Records from a dataset
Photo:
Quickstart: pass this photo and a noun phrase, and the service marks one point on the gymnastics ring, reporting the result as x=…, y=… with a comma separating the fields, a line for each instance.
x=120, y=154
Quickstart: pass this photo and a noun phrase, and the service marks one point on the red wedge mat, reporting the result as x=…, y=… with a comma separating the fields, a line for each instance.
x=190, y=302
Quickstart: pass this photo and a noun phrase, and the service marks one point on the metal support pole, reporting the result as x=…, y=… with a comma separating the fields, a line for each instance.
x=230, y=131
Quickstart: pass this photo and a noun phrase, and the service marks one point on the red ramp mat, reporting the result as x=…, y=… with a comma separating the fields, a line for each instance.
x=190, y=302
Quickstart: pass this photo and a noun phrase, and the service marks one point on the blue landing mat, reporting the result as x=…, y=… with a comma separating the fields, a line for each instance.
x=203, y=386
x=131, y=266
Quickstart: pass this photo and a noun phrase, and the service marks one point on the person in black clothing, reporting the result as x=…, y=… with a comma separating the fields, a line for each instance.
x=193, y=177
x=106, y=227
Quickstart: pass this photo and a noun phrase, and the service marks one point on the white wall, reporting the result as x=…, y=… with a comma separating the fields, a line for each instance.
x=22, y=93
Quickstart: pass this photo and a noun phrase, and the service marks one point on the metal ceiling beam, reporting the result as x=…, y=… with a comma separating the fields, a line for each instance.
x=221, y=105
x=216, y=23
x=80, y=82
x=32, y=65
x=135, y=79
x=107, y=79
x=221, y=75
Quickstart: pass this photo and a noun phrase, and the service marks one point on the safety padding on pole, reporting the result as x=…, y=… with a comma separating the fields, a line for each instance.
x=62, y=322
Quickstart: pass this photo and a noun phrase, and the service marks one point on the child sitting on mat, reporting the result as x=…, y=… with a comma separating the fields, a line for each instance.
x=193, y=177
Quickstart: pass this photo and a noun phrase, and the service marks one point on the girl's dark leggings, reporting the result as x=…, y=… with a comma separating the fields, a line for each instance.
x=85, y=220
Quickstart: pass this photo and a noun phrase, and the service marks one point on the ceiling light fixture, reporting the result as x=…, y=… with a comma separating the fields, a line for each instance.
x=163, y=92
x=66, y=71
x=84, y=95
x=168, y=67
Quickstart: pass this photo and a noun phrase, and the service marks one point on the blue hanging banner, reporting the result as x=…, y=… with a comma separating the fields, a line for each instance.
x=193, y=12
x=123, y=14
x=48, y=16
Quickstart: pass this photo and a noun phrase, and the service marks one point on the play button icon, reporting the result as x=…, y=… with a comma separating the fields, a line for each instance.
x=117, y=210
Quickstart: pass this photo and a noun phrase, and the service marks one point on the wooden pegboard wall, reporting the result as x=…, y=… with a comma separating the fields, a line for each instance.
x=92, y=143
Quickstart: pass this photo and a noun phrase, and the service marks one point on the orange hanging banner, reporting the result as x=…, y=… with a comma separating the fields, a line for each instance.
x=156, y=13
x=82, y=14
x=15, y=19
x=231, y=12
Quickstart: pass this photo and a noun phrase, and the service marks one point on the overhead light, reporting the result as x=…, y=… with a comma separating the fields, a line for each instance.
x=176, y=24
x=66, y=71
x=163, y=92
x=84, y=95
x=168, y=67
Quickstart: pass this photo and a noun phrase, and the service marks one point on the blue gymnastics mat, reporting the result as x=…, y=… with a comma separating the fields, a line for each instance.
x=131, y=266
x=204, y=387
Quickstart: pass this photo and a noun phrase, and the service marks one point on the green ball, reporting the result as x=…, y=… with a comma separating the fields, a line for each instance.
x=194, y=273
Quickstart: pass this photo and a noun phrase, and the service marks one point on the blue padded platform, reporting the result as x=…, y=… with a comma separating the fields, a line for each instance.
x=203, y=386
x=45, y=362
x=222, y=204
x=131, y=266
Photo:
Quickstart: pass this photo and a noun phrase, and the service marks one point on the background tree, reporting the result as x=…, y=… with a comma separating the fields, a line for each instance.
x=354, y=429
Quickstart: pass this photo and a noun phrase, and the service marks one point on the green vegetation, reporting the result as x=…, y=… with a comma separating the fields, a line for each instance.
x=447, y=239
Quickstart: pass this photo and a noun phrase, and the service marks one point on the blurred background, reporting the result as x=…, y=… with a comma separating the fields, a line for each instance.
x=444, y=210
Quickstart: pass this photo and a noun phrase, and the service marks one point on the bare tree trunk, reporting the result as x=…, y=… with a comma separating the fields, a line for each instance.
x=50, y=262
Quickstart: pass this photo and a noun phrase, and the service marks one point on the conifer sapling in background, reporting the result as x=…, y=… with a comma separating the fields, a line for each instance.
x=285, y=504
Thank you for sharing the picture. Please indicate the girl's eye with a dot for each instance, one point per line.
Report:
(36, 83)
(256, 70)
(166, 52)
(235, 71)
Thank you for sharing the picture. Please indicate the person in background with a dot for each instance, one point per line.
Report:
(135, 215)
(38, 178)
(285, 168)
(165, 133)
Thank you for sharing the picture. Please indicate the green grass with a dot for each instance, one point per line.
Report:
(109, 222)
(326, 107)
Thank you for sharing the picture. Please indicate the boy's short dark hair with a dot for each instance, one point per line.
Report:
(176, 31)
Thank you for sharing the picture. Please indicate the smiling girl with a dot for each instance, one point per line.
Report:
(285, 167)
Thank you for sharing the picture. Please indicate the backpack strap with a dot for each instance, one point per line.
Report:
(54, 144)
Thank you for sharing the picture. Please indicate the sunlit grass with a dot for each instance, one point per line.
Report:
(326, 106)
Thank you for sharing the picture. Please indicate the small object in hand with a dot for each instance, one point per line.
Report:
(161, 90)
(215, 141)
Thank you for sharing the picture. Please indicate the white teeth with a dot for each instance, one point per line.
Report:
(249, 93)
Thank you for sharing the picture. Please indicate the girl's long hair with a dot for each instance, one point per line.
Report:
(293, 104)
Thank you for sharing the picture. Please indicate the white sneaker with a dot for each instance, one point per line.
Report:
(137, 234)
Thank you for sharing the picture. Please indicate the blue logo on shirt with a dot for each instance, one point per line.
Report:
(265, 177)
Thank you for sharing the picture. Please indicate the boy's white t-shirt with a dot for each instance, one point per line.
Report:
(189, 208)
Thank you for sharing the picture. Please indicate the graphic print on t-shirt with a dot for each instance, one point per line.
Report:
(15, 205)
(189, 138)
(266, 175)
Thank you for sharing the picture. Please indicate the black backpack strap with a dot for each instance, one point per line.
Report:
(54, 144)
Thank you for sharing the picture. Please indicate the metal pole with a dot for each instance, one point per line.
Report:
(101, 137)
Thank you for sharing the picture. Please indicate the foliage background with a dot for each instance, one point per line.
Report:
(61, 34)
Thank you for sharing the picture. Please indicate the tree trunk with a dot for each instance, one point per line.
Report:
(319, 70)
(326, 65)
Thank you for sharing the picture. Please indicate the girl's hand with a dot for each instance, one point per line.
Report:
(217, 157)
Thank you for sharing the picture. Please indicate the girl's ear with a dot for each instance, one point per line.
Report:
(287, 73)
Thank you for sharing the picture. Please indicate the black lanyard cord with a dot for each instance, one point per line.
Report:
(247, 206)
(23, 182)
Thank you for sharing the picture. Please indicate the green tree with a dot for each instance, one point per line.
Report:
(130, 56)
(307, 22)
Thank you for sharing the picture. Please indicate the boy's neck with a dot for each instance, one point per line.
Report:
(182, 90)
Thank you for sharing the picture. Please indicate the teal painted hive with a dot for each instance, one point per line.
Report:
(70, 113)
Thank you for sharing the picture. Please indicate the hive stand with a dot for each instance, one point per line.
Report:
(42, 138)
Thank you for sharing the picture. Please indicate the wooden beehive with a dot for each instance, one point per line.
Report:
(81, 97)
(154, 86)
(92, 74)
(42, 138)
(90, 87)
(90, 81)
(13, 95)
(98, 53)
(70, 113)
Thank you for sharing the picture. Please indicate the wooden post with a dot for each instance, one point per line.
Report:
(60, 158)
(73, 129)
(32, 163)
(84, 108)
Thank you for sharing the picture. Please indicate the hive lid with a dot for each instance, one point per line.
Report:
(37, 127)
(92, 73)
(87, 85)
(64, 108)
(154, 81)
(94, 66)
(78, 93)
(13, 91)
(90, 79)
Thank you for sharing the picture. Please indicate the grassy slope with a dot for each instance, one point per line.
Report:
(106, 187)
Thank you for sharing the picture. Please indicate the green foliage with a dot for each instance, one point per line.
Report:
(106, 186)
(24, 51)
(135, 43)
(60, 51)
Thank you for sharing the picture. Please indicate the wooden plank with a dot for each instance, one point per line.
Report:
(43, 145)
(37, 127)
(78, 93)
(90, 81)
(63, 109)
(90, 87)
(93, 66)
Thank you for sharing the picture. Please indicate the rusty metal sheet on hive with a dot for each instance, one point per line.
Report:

◆ WORK ORDER
Copy every line of the entries in which "foliage" can be found.

◆ RESULT OF THIS TASK
Thank you for sharing the picture. Please indicate the foliage background with a dot for each instance, one point per line.
Thank you for sharing the picture. Please indicate the green foliage with a dot for each instance, one point per line.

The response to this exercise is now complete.